**REQUESTS**.
A – Answer these about the subwoofer thread, one line each, marked to match:
(i) Which Dynaudio model does nepl29 recommend?
(ii) Which brand does fish name in the first of fish's two posts?
(iii) In the quoted post from Thumper26, who replaced a world championship winning IDMax sub install?
B – Translate this sentence from the subwoofer thread into Spanish: "This sub was built specifically for IB, and the power rating shown is the power rating while being used IB."
C – Please write out the passage of the subwoofer thread that begins at the words "## Sound Suggestions" and stops after "the mojo going?", keeping every character unchanged.

**EXCERPT TO READ**.
Interesting, the incriminator look more like a pure spl sub? I'm not sure of their distribution in Canada also...I'll keep an eye out for them.


Sent from my iPhone using DIYMA


----------



## nepl29 (Mar 25, 2007)

Dynaudio Esotar2 1200. I know at least 5 guys that are running them IB. I love mines.


----------



## Sound Suggestions (Dec 5, 2010)

nepl29 said:


> Dynaudio Esotar2 1200. I know at least 5 guys that are running them IB. I love mines.


Yeah they are also on my short list, just a little on the expensive side. Do they also make a 15" version? That would be great, guest it's time to check out their website...also is 1x15" in IB enough sub to get the mojo going? 


Sent from my iPhone using DIYMA


----------



## fish (Jun 30, 2007)

Acoustic Elegance 

AE Speakers --- Superb Quality, Unforgettable Performance, Definitely.


----------



## fish (Jun 30, 2007)

Thumper26 said:


> Incriminator Audio Flatlyne. Period. Andy Jones replaced a world championship winning IDMax sub install to go to the Incriminators, and then won again. Robert Petty, Steve Cook, all Incriminator. Nick is a cool guy too and really smart. This sub was built specifically for IB, and the power rating shown is the power rating while being used IB. These things are amazing.

**SUPPLIED DATA**.
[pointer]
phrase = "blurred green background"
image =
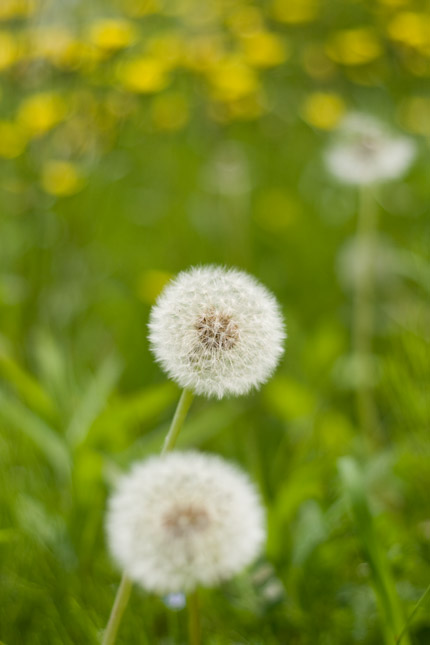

**TASK RESULTS**.
A –
(i) The Dynaudio Esotar2 1200.
(ii) Acoustic Elegance.
(iii) Andy Jones.

B – Este subwoofer se construyó específicamente para IB, y la potencia nominal indicada es la potencia nominal cuando se usa en IB.

C –
## Sound Suggestions (Dec 5, 2010)

nepl29 said:


> Dynaudio Esotar2 1200. I know at least 5 guys that are running them IB. I love mines.


Yeah they are also on my short list, just a little on the expensive side. Do they also make a 15" version? That would be great, guest it's time to check out their website...also is 1x15" in IB enough sub to get the mojo going?